┌─ DATA FOR THIS EXERCISE

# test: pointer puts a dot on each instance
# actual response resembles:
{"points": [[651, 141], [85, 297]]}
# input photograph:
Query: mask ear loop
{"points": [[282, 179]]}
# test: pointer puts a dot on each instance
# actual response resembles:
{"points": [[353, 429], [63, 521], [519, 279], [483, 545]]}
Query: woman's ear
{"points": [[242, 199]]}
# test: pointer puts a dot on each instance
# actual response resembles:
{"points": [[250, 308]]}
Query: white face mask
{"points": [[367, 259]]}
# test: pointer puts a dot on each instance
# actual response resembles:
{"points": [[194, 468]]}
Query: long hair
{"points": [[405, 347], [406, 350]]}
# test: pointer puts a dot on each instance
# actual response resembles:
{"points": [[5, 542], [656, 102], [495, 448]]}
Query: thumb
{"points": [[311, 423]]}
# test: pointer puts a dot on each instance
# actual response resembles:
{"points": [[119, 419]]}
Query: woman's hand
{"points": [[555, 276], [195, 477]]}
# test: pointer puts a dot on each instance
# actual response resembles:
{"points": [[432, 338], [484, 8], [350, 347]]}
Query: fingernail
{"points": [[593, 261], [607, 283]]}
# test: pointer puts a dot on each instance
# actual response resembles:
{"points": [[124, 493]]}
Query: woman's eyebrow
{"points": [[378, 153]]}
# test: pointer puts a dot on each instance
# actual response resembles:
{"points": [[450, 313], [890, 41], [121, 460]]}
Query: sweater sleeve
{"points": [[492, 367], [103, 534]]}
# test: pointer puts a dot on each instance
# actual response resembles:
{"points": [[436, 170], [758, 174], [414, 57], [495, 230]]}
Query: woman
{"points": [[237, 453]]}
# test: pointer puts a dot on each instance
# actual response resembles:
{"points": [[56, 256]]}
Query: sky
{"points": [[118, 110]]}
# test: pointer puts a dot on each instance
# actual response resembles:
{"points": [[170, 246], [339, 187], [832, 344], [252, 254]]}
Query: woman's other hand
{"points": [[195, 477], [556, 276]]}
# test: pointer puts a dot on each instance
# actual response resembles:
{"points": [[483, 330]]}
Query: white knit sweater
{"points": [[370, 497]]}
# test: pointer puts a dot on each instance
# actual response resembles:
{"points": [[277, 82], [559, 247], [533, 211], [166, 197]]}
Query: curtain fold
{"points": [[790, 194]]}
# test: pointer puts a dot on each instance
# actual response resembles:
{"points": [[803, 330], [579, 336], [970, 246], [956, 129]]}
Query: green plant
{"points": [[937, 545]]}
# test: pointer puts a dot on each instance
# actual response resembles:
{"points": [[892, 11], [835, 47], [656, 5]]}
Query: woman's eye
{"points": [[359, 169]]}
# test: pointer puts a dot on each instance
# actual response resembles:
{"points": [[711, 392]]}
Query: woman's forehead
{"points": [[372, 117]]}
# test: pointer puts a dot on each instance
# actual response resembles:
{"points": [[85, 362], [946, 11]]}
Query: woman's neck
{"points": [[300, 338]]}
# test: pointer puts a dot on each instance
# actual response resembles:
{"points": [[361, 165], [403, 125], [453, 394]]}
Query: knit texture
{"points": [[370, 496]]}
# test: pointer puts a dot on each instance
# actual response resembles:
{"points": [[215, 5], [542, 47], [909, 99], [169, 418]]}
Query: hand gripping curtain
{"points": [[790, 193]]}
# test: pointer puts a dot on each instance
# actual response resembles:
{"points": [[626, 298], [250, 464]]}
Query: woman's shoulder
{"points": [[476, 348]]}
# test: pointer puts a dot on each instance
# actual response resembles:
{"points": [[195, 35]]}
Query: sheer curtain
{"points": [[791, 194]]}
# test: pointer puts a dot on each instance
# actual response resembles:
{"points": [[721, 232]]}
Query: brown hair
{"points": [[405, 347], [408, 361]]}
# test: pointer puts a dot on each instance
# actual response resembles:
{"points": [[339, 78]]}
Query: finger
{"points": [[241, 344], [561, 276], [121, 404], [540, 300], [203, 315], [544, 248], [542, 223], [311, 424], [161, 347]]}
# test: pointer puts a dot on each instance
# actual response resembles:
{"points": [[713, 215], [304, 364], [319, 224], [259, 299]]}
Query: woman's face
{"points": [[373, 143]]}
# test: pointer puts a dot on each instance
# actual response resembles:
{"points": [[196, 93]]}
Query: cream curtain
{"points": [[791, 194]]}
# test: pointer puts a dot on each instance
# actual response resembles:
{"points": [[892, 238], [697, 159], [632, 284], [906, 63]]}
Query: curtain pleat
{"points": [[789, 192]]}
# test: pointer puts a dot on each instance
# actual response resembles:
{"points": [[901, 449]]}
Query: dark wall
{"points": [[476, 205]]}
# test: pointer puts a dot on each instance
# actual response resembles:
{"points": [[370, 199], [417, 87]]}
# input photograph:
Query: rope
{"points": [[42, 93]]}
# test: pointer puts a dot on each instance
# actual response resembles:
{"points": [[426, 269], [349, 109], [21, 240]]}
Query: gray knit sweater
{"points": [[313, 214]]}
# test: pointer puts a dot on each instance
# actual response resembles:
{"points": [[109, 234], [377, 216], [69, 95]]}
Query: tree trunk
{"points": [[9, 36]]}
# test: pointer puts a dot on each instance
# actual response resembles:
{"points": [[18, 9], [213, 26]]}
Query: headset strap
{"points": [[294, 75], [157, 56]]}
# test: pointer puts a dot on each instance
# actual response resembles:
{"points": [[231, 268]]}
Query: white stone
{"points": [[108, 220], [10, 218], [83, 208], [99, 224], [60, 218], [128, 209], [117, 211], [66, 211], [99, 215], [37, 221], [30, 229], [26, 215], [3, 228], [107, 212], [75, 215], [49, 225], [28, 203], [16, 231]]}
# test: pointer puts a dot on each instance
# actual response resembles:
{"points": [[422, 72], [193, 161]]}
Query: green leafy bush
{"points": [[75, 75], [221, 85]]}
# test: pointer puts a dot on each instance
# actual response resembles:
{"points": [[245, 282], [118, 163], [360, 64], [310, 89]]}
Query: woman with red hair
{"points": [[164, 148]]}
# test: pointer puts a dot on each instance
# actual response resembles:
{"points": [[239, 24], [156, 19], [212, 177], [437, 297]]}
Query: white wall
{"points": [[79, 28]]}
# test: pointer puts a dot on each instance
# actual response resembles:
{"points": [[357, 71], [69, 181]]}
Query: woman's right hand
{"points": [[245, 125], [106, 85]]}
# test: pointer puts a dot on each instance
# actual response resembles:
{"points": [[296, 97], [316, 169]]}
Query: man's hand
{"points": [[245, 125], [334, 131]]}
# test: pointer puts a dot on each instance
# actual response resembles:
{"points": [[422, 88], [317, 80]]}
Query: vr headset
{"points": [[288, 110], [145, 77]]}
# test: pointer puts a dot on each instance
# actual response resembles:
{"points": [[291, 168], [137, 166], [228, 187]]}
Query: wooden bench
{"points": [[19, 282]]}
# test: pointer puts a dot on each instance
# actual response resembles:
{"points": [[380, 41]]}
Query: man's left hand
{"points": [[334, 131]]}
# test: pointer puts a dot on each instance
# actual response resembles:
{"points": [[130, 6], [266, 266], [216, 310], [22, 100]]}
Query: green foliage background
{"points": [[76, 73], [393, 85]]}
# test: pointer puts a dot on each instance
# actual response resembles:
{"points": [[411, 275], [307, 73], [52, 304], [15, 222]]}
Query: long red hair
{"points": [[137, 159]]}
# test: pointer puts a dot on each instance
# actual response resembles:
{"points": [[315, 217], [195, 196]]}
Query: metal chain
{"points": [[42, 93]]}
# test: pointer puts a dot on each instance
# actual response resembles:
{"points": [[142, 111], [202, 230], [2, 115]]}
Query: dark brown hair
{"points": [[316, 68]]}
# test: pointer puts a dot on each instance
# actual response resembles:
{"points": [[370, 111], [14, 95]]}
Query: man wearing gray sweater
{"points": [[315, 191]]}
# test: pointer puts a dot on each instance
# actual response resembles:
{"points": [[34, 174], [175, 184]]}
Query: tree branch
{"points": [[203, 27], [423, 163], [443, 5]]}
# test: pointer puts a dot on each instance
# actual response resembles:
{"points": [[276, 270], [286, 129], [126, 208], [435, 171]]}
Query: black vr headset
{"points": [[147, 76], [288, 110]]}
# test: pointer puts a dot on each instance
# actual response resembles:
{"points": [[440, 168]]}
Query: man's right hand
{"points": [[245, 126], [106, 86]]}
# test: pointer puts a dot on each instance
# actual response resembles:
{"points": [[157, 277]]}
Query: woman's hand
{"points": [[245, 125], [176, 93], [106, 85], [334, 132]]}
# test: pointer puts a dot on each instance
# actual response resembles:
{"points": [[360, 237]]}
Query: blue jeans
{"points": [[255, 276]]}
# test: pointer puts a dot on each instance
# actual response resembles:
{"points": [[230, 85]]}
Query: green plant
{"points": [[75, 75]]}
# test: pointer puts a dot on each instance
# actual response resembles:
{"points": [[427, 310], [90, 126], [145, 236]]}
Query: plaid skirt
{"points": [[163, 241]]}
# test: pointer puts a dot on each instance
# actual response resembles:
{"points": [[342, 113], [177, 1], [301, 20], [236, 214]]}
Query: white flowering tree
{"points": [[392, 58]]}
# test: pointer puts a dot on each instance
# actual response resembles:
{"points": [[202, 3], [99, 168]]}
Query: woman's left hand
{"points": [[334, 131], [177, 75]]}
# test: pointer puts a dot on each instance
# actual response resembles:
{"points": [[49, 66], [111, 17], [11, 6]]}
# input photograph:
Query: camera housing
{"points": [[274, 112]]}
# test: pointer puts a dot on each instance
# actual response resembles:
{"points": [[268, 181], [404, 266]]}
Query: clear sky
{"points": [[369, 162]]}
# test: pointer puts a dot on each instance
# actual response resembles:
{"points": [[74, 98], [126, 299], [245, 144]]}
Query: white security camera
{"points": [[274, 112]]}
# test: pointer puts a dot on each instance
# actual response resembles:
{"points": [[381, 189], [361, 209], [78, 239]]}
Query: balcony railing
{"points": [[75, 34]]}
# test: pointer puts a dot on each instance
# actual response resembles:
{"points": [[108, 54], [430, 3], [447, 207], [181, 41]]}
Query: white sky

└─

» AIM: Locate every line in the records above that contains the word "tree" and copy each one.

» EXPECTED ANSWER:
Query: tree trunk
Query: tree branch
Query: white flowering tree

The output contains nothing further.